===== Text extract

Since the Jews spoke Aramaic, and knowledge of Hebrew was no longer widespread, the practice arose in the synagogue of providing the reading of the sacred Hebrew scriptures with an Aramaic translation or paraphrase, a “Targum” In the course of time a whole array of targums for the Law and other parts of the bible were composed. More than translations, they incorporated much of traditional Jewish scriptural interpretation.

In their academies, the rabbis and their disciples transmitted, commented, and debated Jewish law. The records of their deliberations constitute the two Talmuds—the Palestinian and the much larger Babylonian Talmuds. Although the Talmuds contain much material in Hebrew, the basic language of these vast compilations is Aramaic, in Western and Eastern dialects.

Although Jesus spoke Aramaic, the gospels are in Greek, and only rarely quote actual Aramaic words. Reconstruction of the Aramaic background of the gospels remains a fascinating, but inordinately difficult area of modern scholarly research. Christians in Palestine eventually rendered parts of the New Testament into their dialect of Aramaic. These translations and related writings are “Christian Palestinian Aramaic”.

A much larger body of Christian Aramaic is known as Syriac. Syriac writings surpass in quantity all other Aramaic combined. It began as the literary language of the city of Edessa, now Urfa in Turkey. It became the language of the eastern church, from about the third century AD until into the Moslem conquest. Syriac writings include numerous bible translations, the most important being the so-called Peshitta (simple) translation, and countless devotional, dogmatic, exegetical, liturgical, and historical works. Almost all of the Greek philosophical and scientific tradition was eventually translated into Syriac, and it was through this channel that most found their way into the Islamic World and thence, into post-Dark Ages Europe.

There are many other branches of Aramaic literature, including the substantial literature of the Mandaeans, a Gnostic religious group, and the bible translation, liturgy, and doctrinal works of the Samaritans. Aramaic survives as a spoken language in small communities in Syria, Iraq, Turkey, and Iran.

The Pharisees

The word “Pharisee” is said to be from the Aramaic word “pharosh”, which implies separation. Ultimately, the Pharisees were to become the Jewish mainstream, but even in the New Testament times they were not separate from Judaism as a whole—not in the sense that the Essenes were. Possibly, the separating happened at an earlier period. Some say that both the Pharisees and the Essenes were branches of the earlier Hasidim, and both separated in their different ways. The Essenes might have been the Hasidic mainstream, the direct line of the earlier Hasidim, but the Pharisees were dissenters who had separated from them. Some suggest that the word Pharisee has nothing to do with separating out but is related to the word “Parsee” meaning Persian. They are then the Jews who have Persian beliefs, like the belief in angels and the belief in a messiah. However the Essenes also had Persian beliefs, and held them probably more strongly.

Rabbinical literature depicts Jesus’s apparent main enemies, the Pharisees, as just, humane and adaptable. “Well it would, wouldn’t it?” you might say. After all, the Jewish religion that survived the destruction of Jerusalem and the temple in 70 AD was the religion of the Pharisees. It metamorphosed into Rabbinical Judaism. But the tradition of the rabbis is confirmed by Flavius Josephus.

==========

## Set task a
Reproduce the passage of the text about Aramaic from "In their academies, the" up to and including "and Eastern dialects.", substituting "sages" for "rabbis".
The records below this point are unrelated to the text about Aramaic.

===== Record excerpts

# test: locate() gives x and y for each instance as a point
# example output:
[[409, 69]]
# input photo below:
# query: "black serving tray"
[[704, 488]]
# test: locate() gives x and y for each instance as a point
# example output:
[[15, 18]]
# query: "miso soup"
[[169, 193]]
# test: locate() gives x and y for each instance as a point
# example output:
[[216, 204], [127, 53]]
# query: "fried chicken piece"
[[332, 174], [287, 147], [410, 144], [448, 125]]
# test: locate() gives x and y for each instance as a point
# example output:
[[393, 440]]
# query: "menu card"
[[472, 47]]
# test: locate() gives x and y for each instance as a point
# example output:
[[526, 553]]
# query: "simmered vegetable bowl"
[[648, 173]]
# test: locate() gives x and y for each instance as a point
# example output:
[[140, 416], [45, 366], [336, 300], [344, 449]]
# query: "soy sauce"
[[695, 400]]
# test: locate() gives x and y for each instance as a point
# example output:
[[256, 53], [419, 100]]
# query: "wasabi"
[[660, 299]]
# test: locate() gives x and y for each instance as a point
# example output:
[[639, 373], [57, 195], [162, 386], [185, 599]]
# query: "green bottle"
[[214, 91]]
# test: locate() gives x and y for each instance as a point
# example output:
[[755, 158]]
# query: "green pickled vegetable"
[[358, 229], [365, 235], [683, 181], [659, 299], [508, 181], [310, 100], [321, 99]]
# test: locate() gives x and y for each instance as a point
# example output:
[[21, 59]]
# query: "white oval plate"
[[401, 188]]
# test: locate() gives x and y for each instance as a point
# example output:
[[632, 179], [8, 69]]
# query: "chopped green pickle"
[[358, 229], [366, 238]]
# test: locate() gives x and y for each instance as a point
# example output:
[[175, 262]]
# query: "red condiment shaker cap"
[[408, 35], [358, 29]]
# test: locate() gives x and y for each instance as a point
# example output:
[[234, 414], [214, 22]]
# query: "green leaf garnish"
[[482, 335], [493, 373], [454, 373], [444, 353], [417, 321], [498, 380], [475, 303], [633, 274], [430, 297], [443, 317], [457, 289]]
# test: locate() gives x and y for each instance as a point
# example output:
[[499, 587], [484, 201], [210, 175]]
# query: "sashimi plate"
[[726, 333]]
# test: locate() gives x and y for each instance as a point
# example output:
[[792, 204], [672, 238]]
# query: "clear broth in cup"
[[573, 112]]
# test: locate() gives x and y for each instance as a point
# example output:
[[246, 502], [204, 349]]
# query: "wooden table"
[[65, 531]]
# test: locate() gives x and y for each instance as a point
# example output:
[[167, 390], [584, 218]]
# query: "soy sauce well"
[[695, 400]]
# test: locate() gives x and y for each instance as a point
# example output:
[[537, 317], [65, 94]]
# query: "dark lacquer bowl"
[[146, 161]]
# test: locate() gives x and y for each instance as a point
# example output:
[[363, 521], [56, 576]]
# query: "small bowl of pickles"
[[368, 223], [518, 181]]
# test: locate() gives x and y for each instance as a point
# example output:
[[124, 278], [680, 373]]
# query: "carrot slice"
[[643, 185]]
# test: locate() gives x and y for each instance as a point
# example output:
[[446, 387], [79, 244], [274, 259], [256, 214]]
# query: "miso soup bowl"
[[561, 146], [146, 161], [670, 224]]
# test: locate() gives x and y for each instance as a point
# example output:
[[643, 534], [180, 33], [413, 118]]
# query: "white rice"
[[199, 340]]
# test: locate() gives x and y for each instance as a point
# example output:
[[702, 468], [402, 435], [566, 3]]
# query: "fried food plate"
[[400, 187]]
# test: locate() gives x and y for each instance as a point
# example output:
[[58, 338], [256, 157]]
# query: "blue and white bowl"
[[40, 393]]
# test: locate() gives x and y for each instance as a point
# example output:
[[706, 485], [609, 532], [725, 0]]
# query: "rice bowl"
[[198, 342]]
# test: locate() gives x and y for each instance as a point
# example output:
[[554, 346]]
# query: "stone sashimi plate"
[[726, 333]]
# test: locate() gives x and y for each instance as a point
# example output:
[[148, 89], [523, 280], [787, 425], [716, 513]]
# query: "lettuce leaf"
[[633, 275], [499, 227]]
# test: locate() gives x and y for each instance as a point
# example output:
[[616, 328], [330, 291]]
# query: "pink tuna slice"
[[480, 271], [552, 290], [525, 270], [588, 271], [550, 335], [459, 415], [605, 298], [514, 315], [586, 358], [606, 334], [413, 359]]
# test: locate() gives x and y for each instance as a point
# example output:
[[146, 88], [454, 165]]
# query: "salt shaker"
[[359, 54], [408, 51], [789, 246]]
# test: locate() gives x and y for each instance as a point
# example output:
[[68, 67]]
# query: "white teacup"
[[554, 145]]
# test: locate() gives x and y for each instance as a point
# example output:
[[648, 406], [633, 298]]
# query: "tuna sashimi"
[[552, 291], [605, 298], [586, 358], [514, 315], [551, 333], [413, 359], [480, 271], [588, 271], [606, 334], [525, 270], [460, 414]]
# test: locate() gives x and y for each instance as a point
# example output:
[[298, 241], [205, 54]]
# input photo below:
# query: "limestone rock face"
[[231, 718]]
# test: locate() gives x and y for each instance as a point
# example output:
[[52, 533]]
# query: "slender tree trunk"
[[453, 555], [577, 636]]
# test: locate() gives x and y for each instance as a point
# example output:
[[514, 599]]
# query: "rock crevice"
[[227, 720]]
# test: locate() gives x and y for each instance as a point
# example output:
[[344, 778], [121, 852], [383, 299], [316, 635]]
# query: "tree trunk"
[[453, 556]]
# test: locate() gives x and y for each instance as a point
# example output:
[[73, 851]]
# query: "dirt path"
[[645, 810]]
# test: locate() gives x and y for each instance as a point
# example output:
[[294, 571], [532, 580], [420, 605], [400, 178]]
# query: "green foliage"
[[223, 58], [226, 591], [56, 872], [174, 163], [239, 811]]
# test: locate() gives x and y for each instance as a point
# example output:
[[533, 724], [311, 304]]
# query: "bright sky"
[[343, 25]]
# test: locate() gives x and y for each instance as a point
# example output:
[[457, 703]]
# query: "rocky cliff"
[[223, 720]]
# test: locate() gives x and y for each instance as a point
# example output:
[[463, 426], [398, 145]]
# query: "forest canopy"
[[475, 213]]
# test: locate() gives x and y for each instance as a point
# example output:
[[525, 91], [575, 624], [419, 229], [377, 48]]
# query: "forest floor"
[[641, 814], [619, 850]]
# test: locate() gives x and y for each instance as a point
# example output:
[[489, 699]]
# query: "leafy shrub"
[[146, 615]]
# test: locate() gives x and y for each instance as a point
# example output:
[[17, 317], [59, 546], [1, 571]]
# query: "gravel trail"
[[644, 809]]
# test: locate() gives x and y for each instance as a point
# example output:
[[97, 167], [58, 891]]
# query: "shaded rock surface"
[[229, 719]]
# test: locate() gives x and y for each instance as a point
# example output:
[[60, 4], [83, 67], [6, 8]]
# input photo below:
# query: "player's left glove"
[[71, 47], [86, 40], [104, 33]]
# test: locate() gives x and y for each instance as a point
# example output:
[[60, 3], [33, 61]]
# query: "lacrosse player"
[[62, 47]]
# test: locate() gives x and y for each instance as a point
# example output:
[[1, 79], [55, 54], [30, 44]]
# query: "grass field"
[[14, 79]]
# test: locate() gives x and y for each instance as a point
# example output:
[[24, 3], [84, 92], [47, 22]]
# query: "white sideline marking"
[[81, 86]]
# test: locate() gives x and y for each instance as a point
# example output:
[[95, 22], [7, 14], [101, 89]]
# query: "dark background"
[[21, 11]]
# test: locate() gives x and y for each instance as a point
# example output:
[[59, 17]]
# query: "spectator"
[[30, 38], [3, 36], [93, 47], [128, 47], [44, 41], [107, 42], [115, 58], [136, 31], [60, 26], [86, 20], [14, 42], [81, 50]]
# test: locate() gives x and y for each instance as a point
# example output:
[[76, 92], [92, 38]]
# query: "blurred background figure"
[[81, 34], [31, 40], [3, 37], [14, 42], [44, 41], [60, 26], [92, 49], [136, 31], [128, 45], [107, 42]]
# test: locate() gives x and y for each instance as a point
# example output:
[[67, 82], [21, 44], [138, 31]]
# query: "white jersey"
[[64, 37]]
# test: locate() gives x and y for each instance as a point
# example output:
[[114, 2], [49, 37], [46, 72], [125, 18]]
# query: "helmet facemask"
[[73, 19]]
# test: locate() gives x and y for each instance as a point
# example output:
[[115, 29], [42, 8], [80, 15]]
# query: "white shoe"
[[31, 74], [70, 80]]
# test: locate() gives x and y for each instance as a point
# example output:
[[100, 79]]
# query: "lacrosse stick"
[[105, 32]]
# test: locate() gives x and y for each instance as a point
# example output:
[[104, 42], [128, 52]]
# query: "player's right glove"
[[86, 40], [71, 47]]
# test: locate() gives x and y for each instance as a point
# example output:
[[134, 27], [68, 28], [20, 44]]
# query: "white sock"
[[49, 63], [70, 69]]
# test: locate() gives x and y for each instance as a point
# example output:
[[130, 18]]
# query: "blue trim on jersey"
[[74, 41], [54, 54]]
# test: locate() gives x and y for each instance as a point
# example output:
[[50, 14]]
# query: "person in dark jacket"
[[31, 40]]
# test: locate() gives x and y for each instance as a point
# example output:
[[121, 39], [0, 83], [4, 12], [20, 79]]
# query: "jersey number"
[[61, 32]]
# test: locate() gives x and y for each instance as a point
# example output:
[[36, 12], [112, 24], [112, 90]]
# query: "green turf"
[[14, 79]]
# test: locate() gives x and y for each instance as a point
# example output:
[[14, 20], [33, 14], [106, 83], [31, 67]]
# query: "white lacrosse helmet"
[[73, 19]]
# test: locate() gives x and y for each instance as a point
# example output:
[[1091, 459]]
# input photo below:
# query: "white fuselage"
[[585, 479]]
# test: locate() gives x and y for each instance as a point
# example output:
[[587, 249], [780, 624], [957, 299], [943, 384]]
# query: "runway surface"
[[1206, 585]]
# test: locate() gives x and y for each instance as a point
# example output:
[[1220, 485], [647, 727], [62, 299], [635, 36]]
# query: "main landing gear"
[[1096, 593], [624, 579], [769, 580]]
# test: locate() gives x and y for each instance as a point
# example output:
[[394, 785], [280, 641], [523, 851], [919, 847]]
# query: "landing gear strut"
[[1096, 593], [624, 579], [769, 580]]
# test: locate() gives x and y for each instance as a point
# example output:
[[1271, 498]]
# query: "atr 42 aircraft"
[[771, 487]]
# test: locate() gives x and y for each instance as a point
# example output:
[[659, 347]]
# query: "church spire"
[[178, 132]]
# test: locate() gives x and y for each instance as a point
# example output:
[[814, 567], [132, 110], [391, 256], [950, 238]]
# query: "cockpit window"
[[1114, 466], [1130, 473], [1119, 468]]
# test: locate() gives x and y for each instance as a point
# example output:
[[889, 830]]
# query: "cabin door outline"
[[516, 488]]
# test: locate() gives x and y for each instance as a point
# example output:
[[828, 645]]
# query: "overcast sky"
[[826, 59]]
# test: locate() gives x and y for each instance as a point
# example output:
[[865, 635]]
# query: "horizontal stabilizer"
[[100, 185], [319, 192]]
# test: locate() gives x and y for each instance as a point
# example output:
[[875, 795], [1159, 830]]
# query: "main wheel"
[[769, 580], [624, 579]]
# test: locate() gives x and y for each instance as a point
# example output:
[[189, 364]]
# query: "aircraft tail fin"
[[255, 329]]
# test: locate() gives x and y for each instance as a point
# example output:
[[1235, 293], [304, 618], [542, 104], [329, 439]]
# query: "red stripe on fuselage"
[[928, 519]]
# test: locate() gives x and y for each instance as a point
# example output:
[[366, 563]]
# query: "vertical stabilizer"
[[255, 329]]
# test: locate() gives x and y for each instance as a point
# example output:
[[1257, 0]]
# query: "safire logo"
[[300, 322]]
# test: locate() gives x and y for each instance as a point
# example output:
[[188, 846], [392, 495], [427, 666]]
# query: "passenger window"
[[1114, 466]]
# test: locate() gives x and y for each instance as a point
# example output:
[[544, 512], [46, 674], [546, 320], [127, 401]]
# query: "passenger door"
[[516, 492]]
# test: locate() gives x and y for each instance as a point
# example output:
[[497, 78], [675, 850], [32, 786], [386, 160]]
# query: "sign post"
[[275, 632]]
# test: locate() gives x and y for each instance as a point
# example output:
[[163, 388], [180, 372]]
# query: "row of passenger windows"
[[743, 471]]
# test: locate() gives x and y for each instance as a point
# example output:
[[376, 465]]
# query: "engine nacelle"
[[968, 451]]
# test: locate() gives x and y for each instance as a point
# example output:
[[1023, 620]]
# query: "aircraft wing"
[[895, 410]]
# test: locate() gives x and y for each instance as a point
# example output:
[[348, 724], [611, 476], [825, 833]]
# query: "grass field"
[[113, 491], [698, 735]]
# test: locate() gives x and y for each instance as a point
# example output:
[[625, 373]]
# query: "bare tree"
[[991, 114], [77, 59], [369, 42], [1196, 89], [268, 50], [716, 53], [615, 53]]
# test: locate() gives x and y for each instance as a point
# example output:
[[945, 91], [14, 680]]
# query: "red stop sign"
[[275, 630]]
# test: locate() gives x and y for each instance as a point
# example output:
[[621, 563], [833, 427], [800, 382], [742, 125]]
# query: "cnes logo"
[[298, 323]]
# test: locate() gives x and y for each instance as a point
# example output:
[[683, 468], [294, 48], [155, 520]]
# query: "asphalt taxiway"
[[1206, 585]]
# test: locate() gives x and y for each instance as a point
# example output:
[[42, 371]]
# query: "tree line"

==========

## Set task b
Print the records from their first line up to and including the line with "[[214, 91]]".

## Full answer a
In their academies, the sages and their disciples transmitted, commented, and debated Jewish law. The records of their deliberations constitute the two Talmuds—the Palestinian and the much larger Babylonian Talmuds. Although the Talmuds contain much material in Hebrew, the basic language of these vast compilations is Aramaic, in Western and Eastern dialects.

## Full answer b
# test: locate() gives x and y for each instance as a point
# example output:
[[409, 69]]
# input photo below:
# query: "black serving tray"
[[704, 488]]
# test: locate() gives x and y for each instance as a point
# example output:
[[15, 18]]
# query: "miso soup"
[[169, 193]]
# test: locate() gives x and y for each instance as a point
# example output:
[[216, 204], [127, 53]]
# query: "fried chicken piece"
[[332, 174], [287, 147], [410, 144], [448, 125]]
# test: locate() gives x and y for each instance as a point
# example output:
[[393, 440]]
# query: "menu card"
[[472, 47]]
# test: locate() gives x and y for each instance as a point
# example output:
[[526, 553]]
# query: "simmered vegetable bowl"
[[648, 173]]
# test: locate() gives x and y for each instance as a point
# example output:
[[140, 416], [45, 366], [336, 300], [344, 449]]
# query: "soy sauce"
[[695, 400]]
# test: locate() gives x and y for each instance as a point
# example output:
[[256, 53], [419, 100]]
# query: "wasabi"
[[660, 299]]
# test: locate() gives x and y for each instance as a point
# example output:
[[639, 373], [57, 195], [162, 386], [185, 599]]
# query: "green bottle"
[[214, 91]]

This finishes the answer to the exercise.